## EXERCISE
In the entries that follow, find every line containing "switch" and copy it.

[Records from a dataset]
--------------------------------
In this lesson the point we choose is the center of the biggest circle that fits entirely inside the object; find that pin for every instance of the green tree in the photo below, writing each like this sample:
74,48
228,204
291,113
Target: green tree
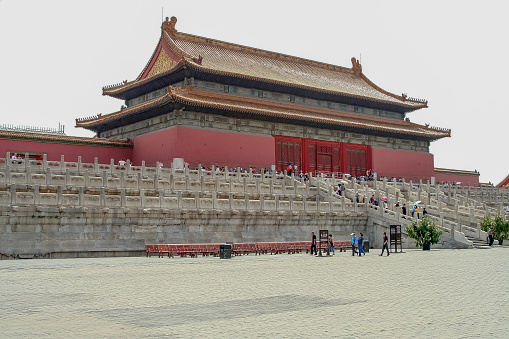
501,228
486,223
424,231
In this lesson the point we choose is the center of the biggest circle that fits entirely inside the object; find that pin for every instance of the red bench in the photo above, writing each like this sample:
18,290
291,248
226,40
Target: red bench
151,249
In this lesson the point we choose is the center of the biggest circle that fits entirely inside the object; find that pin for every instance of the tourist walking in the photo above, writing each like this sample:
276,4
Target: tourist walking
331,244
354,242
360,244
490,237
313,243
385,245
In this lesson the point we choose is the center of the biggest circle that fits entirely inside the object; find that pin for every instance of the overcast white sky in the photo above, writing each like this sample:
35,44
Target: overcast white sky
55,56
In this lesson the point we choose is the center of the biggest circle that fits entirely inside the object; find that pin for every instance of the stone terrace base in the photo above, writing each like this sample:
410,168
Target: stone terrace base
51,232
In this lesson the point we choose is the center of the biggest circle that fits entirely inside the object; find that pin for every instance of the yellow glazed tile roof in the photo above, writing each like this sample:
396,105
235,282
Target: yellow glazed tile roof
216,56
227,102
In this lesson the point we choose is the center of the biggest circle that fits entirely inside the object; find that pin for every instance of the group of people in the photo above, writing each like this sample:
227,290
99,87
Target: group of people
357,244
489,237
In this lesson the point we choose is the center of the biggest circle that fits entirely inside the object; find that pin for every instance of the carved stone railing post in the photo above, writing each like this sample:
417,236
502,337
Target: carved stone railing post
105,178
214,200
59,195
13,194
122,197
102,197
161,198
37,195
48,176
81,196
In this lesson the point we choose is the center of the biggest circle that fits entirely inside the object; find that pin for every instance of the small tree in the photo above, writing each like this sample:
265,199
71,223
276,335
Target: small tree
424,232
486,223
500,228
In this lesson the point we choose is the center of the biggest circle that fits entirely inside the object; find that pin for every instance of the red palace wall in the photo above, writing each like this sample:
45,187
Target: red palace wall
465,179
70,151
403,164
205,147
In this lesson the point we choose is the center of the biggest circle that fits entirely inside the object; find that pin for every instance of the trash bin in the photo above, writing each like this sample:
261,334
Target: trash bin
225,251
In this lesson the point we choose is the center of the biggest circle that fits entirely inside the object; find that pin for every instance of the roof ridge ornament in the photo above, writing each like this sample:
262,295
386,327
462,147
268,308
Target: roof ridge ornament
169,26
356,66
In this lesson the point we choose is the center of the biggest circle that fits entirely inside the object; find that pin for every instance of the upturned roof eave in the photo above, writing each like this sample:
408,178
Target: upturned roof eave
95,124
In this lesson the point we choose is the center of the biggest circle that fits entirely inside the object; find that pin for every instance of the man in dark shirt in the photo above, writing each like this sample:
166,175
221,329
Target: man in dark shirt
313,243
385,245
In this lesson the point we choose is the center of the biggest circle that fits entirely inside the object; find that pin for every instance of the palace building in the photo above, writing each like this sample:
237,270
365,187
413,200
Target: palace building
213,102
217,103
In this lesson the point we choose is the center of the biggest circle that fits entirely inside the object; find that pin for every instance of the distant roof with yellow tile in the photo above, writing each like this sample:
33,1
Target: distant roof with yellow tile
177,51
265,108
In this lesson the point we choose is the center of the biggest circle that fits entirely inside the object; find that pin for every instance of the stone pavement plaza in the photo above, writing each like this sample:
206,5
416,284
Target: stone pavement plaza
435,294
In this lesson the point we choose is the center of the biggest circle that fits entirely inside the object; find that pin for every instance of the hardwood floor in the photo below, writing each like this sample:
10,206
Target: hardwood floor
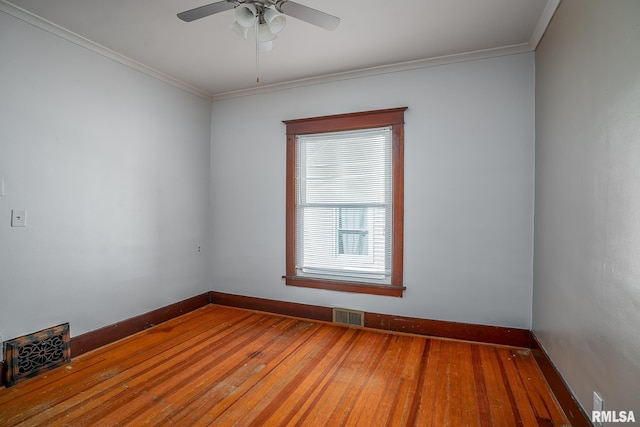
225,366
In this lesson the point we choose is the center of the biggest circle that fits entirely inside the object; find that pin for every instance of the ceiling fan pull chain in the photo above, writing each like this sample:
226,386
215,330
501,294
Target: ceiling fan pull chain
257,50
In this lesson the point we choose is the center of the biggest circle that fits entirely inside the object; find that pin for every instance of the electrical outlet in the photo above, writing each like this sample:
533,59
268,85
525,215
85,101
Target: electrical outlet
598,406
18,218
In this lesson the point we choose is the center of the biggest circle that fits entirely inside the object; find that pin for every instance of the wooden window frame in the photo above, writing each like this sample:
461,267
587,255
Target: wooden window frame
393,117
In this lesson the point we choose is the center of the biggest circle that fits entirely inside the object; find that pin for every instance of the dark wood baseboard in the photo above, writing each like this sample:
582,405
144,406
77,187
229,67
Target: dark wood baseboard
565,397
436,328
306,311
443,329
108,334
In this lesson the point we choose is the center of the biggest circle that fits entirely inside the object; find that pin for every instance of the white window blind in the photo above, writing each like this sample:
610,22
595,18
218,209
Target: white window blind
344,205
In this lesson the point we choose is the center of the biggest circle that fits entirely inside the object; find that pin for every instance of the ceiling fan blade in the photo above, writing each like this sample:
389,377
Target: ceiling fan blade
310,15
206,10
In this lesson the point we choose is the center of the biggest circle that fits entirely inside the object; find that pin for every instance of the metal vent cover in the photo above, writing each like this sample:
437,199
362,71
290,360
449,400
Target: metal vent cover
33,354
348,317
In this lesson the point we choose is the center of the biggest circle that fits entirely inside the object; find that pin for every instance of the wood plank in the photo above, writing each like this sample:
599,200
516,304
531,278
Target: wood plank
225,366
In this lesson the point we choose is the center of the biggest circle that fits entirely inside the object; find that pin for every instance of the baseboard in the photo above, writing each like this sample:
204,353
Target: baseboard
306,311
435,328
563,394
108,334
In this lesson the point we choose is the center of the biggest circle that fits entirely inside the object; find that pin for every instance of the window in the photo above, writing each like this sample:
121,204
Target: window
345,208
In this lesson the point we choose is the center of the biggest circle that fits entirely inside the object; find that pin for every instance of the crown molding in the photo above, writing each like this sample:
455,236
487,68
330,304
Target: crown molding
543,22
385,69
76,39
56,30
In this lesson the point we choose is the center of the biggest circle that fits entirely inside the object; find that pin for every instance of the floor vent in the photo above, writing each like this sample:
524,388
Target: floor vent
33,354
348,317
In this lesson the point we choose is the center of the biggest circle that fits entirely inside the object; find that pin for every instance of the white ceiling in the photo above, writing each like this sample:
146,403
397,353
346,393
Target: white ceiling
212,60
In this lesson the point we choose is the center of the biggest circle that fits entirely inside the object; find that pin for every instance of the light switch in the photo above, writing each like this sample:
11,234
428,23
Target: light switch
--------------------------------
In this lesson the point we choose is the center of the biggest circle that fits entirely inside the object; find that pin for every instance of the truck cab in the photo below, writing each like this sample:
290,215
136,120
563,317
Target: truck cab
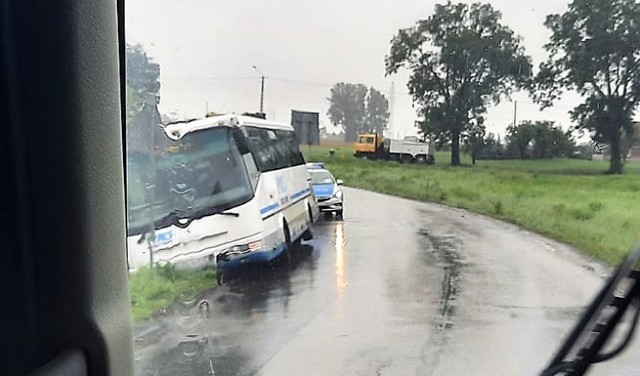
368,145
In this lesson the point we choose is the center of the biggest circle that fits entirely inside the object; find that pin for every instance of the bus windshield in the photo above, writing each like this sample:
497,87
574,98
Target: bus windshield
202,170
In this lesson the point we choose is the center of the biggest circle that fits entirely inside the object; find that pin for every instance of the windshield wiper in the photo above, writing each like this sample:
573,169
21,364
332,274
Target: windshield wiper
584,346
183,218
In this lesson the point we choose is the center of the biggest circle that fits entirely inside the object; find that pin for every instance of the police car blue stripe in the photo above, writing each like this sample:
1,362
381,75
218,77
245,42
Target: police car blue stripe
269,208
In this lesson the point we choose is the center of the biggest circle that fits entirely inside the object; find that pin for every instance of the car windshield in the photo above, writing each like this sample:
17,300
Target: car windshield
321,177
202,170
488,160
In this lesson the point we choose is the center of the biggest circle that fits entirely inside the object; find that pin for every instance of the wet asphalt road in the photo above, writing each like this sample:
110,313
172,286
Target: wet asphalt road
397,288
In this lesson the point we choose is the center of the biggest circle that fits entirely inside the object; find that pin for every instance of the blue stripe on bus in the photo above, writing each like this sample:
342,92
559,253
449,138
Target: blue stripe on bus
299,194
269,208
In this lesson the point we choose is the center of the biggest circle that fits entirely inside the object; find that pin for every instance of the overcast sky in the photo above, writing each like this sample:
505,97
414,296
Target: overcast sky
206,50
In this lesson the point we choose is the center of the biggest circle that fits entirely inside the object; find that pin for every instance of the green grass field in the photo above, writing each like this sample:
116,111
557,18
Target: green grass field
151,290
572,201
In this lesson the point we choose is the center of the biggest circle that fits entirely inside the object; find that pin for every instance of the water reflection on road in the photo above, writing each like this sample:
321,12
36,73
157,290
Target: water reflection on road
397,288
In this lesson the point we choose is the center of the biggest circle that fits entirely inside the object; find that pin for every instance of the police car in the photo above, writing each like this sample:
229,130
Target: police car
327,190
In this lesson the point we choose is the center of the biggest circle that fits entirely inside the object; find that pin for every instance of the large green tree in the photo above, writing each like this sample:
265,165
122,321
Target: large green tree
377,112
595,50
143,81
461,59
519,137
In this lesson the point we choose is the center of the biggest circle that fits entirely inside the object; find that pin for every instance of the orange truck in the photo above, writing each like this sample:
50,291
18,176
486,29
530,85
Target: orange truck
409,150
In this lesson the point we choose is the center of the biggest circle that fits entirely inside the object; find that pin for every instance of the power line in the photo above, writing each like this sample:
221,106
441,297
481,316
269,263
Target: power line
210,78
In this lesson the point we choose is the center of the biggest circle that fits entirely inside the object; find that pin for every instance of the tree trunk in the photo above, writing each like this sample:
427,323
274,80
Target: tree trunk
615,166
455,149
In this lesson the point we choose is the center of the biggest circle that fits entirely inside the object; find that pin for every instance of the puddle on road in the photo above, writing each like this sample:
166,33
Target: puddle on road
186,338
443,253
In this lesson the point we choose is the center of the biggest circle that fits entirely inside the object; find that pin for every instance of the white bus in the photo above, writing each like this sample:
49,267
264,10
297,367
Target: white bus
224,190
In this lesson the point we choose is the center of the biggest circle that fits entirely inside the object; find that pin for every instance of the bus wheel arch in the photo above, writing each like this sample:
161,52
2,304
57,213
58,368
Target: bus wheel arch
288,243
--------------------------------
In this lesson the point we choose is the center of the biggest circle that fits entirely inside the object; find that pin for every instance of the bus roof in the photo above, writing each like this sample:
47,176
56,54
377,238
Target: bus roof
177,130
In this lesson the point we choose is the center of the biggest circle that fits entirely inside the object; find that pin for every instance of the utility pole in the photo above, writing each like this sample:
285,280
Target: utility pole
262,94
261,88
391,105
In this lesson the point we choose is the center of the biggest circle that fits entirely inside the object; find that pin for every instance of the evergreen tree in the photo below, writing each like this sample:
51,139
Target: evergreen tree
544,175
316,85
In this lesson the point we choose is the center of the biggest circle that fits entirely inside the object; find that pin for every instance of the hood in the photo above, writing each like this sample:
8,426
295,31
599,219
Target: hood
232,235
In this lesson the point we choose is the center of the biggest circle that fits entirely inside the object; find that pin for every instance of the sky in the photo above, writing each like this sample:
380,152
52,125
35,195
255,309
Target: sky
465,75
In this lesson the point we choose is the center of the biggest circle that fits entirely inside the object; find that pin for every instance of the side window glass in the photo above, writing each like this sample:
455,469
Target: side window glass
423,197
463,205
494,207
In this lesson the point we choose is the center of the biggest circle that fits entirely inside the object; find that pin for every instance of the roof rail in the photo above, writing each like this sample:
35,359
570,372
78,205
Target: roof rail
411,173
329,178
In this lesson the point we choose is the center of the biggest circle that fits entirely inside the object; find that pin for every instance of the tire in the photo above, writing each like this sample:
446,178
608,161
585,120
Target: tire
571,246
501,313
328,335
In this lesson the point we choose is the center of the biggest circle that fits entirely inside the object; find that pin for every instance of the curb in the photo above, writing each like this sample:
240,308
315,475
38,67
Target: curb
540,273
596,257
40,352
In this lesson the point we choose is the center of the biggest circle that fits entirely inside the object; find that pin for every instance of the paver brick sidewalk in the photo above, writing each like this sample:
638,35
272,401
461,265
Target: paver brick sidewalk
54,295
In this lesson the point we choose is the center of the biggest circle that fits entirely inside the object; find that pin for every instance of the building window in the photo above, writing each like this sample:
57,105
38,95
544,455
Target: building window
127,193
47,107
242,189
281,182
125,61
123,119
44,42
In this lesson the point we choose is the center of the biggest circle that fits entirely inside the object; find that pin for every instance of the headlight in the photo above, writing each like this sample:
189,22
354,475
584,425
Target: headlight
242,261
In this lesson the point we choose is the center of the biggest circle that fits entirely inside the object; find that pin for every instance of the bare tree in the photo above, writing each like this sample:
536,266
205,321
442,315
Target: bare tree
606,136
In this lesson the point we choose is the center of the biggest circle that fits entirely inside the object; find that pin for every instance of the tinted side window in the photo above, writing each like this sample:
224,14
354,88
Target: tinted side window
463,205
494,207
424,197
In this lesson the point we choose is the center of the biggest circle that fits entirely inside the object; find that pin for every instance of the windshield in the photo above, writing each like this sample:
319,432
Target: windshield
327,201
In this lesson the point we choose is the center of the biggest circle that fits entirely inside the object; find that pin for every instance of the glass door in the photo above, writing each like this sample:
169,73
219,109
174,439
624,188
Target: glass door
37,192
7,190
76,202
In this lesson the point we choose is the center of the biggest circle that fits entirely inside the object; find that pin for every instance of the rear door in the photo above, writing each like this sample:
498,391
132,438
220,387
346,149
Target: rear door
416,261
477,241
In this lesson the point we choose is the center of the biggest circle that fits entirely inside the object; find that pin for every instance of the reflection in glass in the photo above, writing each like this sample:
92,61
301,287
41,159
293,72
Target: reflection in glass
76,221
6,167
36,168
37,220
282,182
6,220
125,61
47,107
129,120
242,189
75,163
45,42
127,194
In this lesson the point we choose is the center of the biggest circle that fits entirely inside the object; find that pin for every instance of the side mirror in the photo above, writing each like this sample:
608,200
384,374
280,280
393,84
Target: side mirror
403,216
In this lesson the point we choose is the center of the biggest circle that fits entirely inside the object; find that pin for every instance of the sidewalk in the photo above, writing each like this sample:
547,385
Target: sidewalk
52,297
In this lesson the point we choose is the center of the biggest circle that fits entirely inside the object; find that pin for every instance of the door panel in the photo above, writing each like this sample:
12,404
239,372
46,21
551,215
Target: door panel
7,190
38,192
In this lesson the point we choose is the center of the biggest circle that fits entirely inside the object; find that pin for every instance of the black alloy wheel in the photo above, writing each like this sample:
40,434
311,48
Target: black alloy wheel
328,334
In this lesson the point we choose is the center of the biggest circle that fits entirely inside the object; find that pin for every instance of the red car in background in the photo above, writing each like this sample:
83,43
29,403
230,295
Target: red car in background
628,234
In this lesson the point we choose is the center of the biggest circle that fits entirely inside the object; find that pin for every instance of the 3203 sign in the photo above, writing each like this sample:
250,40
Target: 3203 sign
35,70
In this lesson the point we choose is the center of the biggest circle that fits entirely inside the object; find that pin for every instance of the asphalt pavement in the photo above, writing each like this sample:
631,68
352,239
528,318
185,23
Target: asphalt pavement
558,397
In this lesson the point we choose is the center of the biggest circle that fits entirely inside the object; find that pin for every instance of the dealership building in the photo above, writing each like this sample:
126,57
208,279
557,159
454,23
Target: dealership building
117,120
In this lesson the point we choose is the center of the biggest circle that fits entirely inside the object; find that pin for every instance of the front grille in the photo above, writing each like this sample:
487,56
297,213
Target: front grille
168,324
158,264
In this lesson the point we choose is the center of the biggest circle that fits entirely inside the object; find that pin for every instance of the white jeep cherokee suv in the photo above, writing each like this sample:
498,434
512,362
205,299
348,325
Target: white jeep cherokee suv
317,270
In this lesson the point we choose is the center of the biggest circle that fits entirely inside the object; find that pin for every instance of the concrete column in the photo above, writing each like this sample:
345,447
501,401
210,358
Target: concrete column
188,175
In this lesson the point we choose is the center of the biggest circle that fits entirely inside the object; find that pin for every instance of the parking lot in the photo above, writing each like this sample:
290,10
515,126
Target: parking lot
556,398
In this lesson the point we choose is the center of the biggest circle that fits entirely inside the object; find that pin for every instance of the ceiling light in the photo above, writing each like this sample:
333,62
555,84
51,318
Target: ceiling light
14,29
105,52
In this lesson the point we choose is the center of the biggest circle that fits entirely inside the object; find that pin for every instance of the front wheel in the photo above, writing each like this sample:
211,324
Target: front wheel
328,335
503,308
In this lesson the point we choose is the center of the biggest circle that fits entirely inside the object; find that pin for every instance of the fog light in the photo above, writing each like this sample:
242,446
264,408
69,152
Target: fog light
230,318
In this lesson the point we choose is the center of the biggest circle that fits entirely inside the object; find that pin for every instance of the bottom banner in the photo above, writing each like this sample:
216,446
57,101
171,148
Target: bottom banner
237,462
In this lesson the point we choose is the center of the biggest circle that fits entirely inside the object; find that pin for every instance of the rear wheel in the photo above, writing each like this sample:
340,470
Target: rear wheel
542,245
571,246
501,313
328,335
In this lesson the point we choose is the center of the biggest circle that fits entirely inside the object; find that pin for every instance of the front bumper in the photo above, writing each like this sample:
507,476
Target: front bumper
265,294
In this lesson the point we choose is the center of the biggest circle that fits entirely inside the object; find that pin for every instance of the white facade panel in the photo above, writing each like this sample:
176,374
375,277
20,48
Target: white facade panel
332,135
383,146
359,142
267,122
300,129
--------------------------------
## YOUR RESPONSE
In this lesson the point we choose is the center of the biggest circle that fits entirely inside the object; find that pin for every instance of the light switch in the photo above, writing each like this sample:
Target: light switch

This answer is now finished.